Excerpted text:
□ □ □ □ □

# Wacko Jacko



## paulatt (Oct 28, 2002)

Watched the Michael Jackson documentary last night.

A very sad, sleasy & creepy guy.......

He should be locked away in Neverland!!

[smiley=pimp2.gif] [smiley=pimp2.gif] [smiley=rifle.gif]


----------



## coupe-sport (May 7, 2002)

he just came across as very child like - innocent in a way. Yes i agree a bit strange, but hardly peadophile material.

saying that though i wouldnt want my kids with him ... [smiley=clown.gif]


----------



## saint (Dec 6, 2002)

He is locked away in Neverland - I think the poor guy has never been given the chance to grow up and will remain childlike all his life. This is prolly the reason why he finds himself associating with kids etc as he finds it easier to relate to them rather than face adult life.
To a degree he is like anyother "star" - just looking for attention etc.


----------



## scoTTy (May 6, 2002)

Agree with James.

I think it is all innocent but to expose yourself and make it easy for allegations to be made, is just plain stupid. Maybe he really is that innocent :-/

Having said that I wouldn't leave any kids with him just in case!

I believe he is living in a imaginary world where everyone is nice and love is all about. A nice thought but not one that is based on reality.


----------



## Lisa. (May 7, 2002)

I felt nothing but pity for him.
An abusive yet non-existant childhood with constant criticism about his appearance.
Growing up in an surpressed world without the freedom to communicate and relate with other people.
He changed his face to please others, but denies it as he just wants to be accepted for who he is namely "Peter Pan", surrounded by children, innocence and naivity.

The whole programme made me cringe. He revealed so much, probably through total innocence and naivity, that he could have been writing in his own obituary. And maybe thats what will result.

All I see is a very damaged (44 year old) child who cannot deal with what nasty reality of the real world.

Wacko Jacko maybe, but I don't think we should be too quick to judge him, he is unique in some respects.

I think he is simply unquestionably naive, immature and desperate to be loved.

Very sad.


----------



## jgoodman00 (May 6, 2002)

He is a genius, & most genius' are unbalanced in some way.

Irrespective of him though, I thought the way he is hounded with his children is totally unacceptable. The people who persue him when he just wants to goto the zoo with his family etc should be dealt with forcefully. It is totally unfair on him & his children. The goverments in this world need to do something to protect people like him, the beckhams etc from these complete arseholes who chase them around...

□ □ □ □ □

Information given:
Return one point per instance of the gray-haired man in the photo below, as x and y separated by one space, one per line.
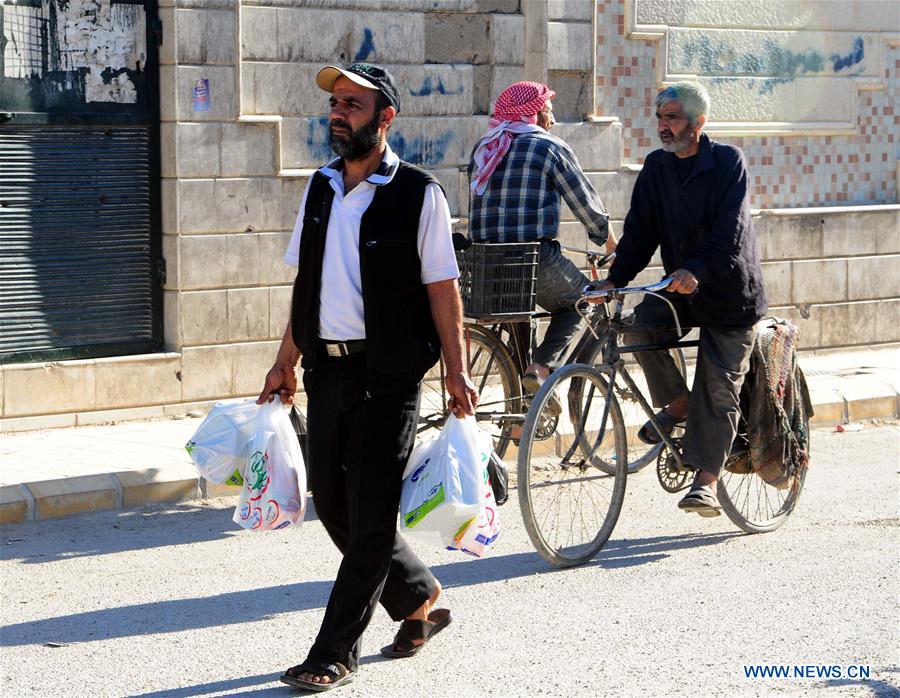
691 200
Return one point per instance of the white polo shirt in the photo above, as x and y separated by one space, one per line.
341 315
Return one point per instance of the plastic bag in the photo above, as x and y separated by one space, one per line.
221 445
274 490
443 487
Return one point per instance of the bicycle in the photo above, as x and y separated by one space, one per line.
498 355
574 476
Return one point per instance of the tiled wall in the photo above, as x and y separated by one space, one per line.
788 171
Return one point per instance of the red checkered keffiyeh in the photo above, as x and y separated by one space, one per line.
515 112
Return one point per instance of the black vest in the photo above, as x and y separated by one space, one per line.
401 340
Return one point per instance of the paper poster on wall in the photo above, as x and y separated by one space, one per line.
201 98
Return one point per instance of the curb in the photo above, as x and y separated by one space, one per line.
130 489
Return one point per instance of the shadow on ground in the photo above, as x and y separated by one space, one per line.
178 615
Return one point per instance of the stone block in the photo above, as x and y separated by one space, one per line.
222 98
126 381
873 277
196 205
390 37
37 389
204 317
783 54
73 495
458 38
167 54
242 259
14 504
292 189
251 363
819 280
777 279
205 36
248 314
204 261
596 144
573 101
169 196
507 39
172 320
572 10
259 33
279 309
238 205
198 149
207 372
569 46
272 268
152 485
248 149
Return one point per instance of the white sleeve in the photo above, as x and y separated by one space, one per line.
292 256
435 239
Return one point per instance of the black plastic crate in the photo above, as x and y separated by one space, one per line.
498 279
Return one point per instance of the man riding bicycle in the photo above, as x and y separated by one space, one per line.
518 174
691 200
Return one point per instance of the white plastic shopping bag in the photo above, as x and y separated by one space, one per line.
274 490
220 446
443 491
479 536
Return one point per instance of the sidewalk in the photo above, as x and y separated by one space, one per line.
53 473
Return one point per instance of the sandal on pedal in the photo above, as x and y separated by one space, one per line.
531 383
668 422
336 672
404 644
700 500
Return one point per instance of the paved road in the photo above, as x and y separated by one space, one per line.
176 601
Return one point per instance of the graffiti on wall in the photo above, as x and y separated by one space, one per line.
87 51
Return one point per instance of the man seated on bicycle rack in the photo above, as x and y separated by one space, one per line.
518 174
691 200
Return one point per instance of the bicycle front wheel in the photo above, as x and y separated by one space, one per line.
569 504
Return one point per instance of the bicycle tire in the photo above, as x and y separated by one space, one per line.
734 496
495 376
646 454
540 469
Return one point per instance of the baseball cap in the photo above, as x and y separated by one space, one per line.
367 75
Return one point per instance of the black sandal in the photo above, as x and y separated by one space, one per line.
668 422
337 672
404 644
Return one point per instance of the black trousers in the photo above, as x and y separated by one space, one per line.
723 360
358 448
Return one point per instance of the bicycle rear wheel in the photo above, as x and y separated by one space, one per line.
640 454
752 504
493 372
569 505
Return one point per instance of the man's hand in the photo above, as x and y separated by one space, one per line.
281 379
682 281
463 394
604 285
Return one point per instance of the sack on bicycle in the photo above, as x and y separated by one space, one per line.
443 487
776 408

□ □ □ □ □

Answer these questions from the forum thread:
(a) Where does paulatt say Michael Jackson should be locked away?
(b) What age appears in parentheses in the post that begins "I felt nothing but pity for him"?
(c) According to jgoodman00, how are most geniuses?
The data has no connection to the forum thread.

The response:
(a) In Neverland.
(b) 44.
(c) Unbalanced in some way.